** Opening DATA block **
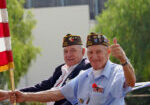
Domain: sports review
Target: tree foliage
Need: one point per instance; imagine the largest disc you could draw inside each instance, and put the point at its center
(128, 20)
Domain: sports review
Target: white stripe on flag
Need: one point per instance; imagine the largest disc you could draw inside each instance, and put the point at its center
(5, 44)
(3, 16)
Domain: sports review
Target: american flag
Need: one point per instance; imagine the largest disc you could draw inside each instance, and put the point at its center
(6, 58)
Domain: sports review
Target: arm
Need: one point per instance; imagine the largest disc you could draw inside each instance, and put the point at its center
(44, 96)
(119, 53)
(46, 84)
(3, 95)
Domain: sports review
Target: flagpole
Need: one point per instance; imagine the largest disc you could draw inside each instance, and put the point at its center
(11, 72)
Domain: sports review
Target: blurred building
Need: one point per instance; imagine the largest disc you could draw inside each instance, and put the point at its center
(95, 6)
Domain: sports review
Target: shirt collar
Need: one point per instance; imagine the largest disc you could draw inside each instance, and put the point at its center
(105, 72)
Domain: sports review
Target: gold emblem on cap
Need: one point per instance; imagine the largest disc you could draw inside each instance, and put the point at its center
(81, 100)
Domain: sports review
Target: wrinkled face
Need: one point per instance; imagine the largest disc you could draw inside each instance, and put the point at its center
(73, 54)
(98, 56)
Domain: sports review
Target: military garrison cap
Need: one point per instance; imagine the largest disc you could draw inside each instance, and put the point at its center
(96, 39)
(71, 40)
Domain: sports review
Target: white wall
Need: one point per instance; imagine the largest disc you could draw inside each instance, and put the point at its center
(52, 25)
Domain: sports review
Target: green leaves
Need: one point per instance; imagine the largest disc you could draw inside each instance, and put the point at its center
(128, 20)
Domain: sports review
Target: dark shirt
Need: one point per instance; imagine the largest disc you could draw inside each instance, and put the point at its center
(50, 82)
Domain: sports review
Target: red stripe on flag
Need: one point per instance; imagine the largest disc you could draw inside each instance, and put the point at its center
(5, 57)
(4, 30)
(2, 3)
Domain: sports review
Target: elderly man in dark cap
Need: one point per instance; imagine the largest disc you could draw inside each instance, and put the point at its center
(74, 63)
(106, 83)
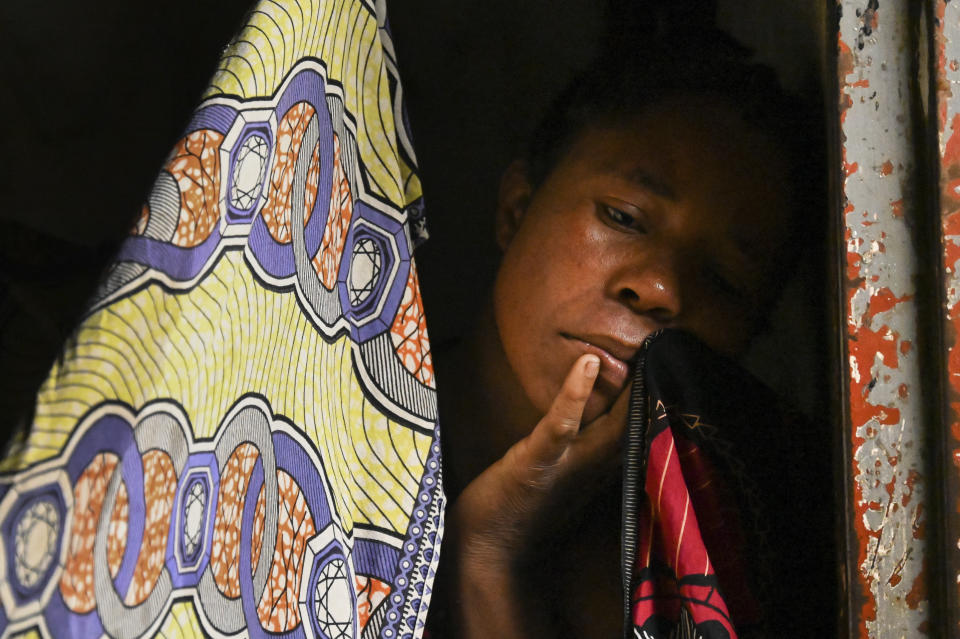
** Closing DATA block **
-- TASK REQUIREMENTS --
All entries above, minus the pictures, should be repeated exactly.

-- RESULT OF THE EXERCISE --
Domain: sports review
Target: tree foliage
Need: one point per instance; imagine the largest disc you could draw inside each instance, and put the point at its center
(128, 20)
Domain: sports review
Target: white stripe on flag
Need: one point per instance; imagine the largest disc you could draw inside each instance, and put the point at its center
(5, 44)
(3, 16)
Domain: sports review
Target: american flag
Need: one point per instance; imagine the largest disc you could draw inside each instance, and put the point at its center
(6, 58)
Domain: sports review
Target: arm
Need: one point per instance; imagine the largest disc you could draw inside each instance, and put the point at its center
(44, 96)
(119, 53)
(46, 84)
(3, 95)
Domain: sports review
Target: flagpole
Need: one point per instance; imagine the largest disc you could draw inside each instance, and put the point at its center
(11, 72)
Domain: sports review
Target: blurred building
Need: one point per instance; imagine the largest disc you could draw inside each instance, and put the point at its center
(95, 6)
Domain: sports review
Target: shirt collar
Need: one point per instance; imagine the largest disc you could draw inside each instance, and put the point at its center
(105, 72)
Domain: sports review
Target: gold emblem on cap
Need: one point per instance; imagine the largest disc you could draw inside each instance, and put the point at its center
(81, 100)
Domain: sports review
Target: wrinkled face
Need: one point per instance; imagine the largest disc you could draw inside each instance, and put the point at its center
(73, 54)
(98, 56)
Domain: sports review
Target: military garrison cap
Need: one point per instance; imagine the largest disc you could draw inside each instance, and put the point at its center
(96, 39)
(71, 40)
Domain: sports review
Target: white wall
Need: one point per instance; imagine the largest disc you could draw inside each instance, and put the point at its center
(52, 25)
Domain: sports review
Target: green leaves
Need: one point per instance; imagine the largest disc you could draw inside each instance, and put the point at its center
(128, 20)
Domain: sports review
Target: dark shirt
Need: one point per instance; imagine the largest disc you could draw inside each instance, and put the point at its center
(50, 82)
Domain: sports review
Target: red stripe on flag
Need: one point per instance; imagine the largest disc you could draw inside each instance, and put the point at its center
(5, 57)
(4, 30)
(2, 3)
Domain: sports review
Target: elderly man in dark cap
Need: one point per instance; imagine the largest disc you could draw inside each instance, and put the point at its center
(74, 63)
(106, 83)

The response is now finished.